==== Input material

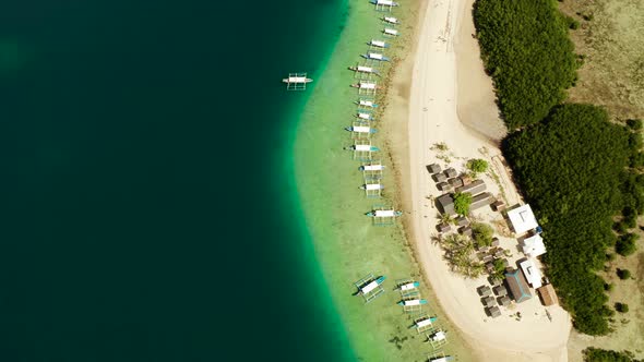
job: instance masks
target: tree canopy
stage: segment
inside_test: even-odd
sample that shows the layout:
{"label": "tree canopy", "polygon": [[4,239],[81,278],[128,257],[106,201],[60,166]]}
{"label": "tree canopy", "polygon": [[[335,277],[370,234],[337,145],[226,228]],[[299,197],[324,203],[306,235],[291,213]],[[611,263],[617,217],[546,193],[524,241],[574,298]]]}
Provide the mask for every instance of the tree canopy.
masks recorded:
{"label": "tree canopy", "polygon": [[628,138],[604,109],[564,105],[503,144],[541,221],[550,279],[575,327],[589,335],[608,331],[604,281],[593,270],[603,267],[615,241],[611,216],[622,208],[619,174],[628,164]]}
{"label": "tree canopy", "polygon": [[569,24],[553,0],[478,0],[474,21],[509,129],[533,124],[576,79]]}

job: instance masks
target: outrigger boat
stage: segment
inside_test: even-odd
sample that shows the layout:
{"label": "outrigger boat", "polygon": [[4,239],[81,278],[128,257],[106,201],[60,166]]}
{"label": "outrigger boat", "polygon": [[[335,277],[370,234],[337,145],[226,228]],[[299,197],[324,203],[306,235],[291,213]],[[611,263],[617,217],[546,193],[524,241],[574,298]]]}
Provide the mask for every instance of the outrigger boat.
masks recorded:
{"label": "outrigger boat", "polygon": [[384,186],[380,183],[365,183],[360,186],[361,190],[365,191],[377,191],[377,190],[384,190]]}
{"label": "outrigger boat", "polygon": [[399,301],[398,302],[398,305],[402,305],[402,306],[422,305],[422,304],[427,304],[427,300],[413,299],[413,300],[408,300],[408,301]]}
{"label": "outrigger boat", "polygon": [[370,113],[358,112],[358,114],[356,114],[356,117],[359,118],[359,119],[361,119],[361,120],[373,121],[373,117],[371,117]]}
{"label": "outrigger boat", "polygon": [[378,61],[389,61],[389,58],[379,53],[379,52],[368,52],[366,55],[362,55],[362,58],[365,59],[371,59],[371,60],[378,60]]}
{"label": "outrigger boat", "polygon": [[427,317],[426,319],[418,321],[412,328],[422,328],[432,325],[438,317]]}
{"label": "outrigger boat", "polygon": [[390,24],[399,24],[398,20],[396,17],[393,16],[383,16],[382,21],[385,23],[390,23]]}
{"label": "outrigger boat", "polygon": [[382,40],[371,39],[371,41],[369,41],[369,45],[372,47],[377,47],[377,48],[389,48],[389,44],[386,44]]}
{"label": "outrigger boat", "polygon": [[370,292],[372,292],[375,288],[378,288],[378,286],[380,286],[382,282],[384,281],[384,276],[380,276],[378,278],[375,278],[375,280],[371,280],[368,283],[366,283],[365,286],[361,286],[358,290],[358,294],[369,294]]}
{"label": "outrigger boat", "polygon": [[349,67],[349,70],[351,70],[354,72],[358,72],[358,73],[380,75],[380,73],[378,73],[378,71],[371,67],[362,67],[362,65]]}
{"label": "outrigger boat", "polygon": [[384,166],[382,165],[365,165],[359,167],[360,171],[382,171],[384,170]]}
{"label": "outrigger boat", "polygon": [[371,83],[371,82],[360,82],[360,83],[351,84],[351,86],[354,88],[360,88],[360,89],[378,89],[378,86],[375,85],[375,83]]}
{"label": "outrigger boat", "polygon": [[403,212],[396,212],[396,210],[373,210],[373,212],[367,213],[367,216],[370,216],[370,217],[396,217],[396,216],[403,216]]}
{"label": "outrigger boat", "polygon": [[356,133],[375,133],[375,129],[366,125],[351,125],[347,126],[345,130]]}
{"label": "outrigger boat", "polygon": [[418,281],[412,281],[412,282],[407,282],[401,286],[401,291],[407,291],[407,290],[412,290],[414,288],[418,288],[420,286],[420,282]]}
{"label": "outrigger boat", "polygon": [[289,75],[288,77],[285,77],[282,80],[283,83],[287,83],[287,84],[300,84],[300,83],[311,83],[313,82],[313,80],[311,80],[310,77],[306,77],[306,76],[298,76],[298,75]]}
{"label": "outrigger boat", "polygon": [[353,145],[347,147],[347,149],[359,150],[359,152],[377,152],[380,148],[371,145]]}
{"label": "outrigger boat", "polygon": [[391,36],[398,36],[398,31],[385,27],[382,33]]}
{"label": "outrigger boat", "polygon": [[397,2],[394,2],[392,0],[371,0],[369,2],[377,5],[377,7],[398,7],[399,5]]}
{"label": "outrigger boat", "polygon": [[358,101],[356,101],[356,105],[358,105],[360,107],[369,107],[369,108],[375,108],[375,107],[378,107],[377,104],[374,104],[371,100],[367,100],[367,99],[359,99]]}

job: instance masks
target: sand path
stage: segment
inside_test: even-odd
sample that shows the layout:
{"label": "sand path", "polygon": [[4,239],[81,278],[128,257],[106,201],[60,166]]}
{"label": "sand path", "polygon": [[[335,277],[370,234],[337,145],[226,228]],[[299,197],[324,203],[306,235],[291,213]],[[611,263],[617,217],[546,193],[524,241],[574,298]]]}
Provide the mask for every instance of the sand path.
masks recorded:
{"label": "sand path", "polygon": [[[494,138],[493,135],[501,135],[502,130],[490,131],[492,135],[486,132],[489,128],[473,131],[464,126],[458,118],[460,113],[463,117],[468,114],[467,123],[470,124],[472,118],[477,114],[476,107],[486,107],[480,109],[480,113],[487,118],[496,117],[497,112],[496,107],[490,109],[493,96],[490,95],[489,80],[487,87],[481,88],[477,82],[468,82],[469,77],[465,74],[457,74],[458,65],[460,71],[479,72],[473,73],[473,76],[485,79],[485,74],[480,74],[482,67],[475,43],[463,40],[470,34],[457,34],[472,27],[472,2],[429,0],[421,21],[409,99],[410,171],[409,180],[404,182],[412,190],[412,205],[408,208],[413,217],[412,238],[440,304],[481,360],[567,361],[571,325],[565,311],[559,306],[548,307],[550,321],[546,317],[546,309],[537,298],[533,298],[529,303],[520,305],[524,315],[521,322],[510,317],[508,312],[496,319],[487,317],[475,291],[480,280],[465,280],[451,273],[440,246],[431,242],[437,210],[427,196],[440,193],[425,167],[436,161],[445,164],[437,159],[436,152],[430,150],[433,144],[444,142],[454,157],[452,166],[461,169],[465,159],[480,158],[480,149],[487,148],[487,158],[499,173],[508,202],[516,202],[518,197],[502,165],[496,142],[481,136],[485,134]],[[458,97],[463,99],[461,104],[457,104]]]}

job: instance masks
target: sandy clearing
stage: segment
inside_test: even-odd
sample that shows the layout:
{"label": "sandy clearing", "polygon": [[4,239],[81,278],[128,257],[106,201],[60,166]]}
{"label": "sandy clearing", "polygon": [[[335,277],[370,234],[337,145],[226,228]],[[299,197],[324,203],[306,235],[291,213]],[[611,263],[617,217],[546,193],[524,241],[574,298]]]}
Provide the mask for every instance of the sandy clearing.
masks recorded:
{"label": "sandy clearing", "polygon": [[[451,273],[440,246],[430,241],[438,219],[427,197],[438,196],[440,192],[425,167],[432,162],[448,165],[444,158],[437,157],[441,155],[430,150],[433,144],[444,142],[449,146],[449,165],[458,171],[464,170],[468,158],[487,158],[499,176],[498,183],[484,177],[489,191],[498,197],[504,194],[510,204],[518,201],[518,195],[496,145],[504,133],[497,120],[491,83],[482,73],[476,41],[466,39],[473,29],[472,0],[429,0],[426,9],[414,60],[408,110],[410,169],[408,173],[402,171],[402,178],[408,178],[403,184],[412,190],[412,205],[406,207],[412,213],[409,234],[424,272],[440,304],[481,360],[567,361],[571,324],[565,311],[559,306],[548,307],[550,321],[535,297],[514,306],[523,315],[521,322],[510,316],[514,310],[505,310],[503,316],[490,319],[475,291],[485,279],[465,280]],[[473,131],[461,122],[460,116],[467,124],[474,124],[477,118],[484,119],[484,125]],[[479,214],[476,217],[500,218],[491,212]],[[506,249],[515,248],[515,239],[500,239]],[[514,258],[521,256],[517,252],[514,254],[517,254]]]}

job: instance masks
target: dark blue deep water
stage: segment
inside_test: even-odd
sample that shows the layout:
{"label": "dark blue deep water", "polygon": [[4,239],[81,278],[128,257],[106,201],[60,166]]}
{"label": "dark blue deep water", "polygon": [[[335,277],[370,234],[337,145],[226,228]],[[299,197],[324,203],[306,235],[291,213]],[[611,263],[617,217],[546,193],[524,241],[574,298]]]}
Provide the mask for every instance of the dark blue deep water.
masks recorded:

========

• What is asked
Please tally how many lines of the listing above contain the string "target". Reply with the number alone.

• Final result
5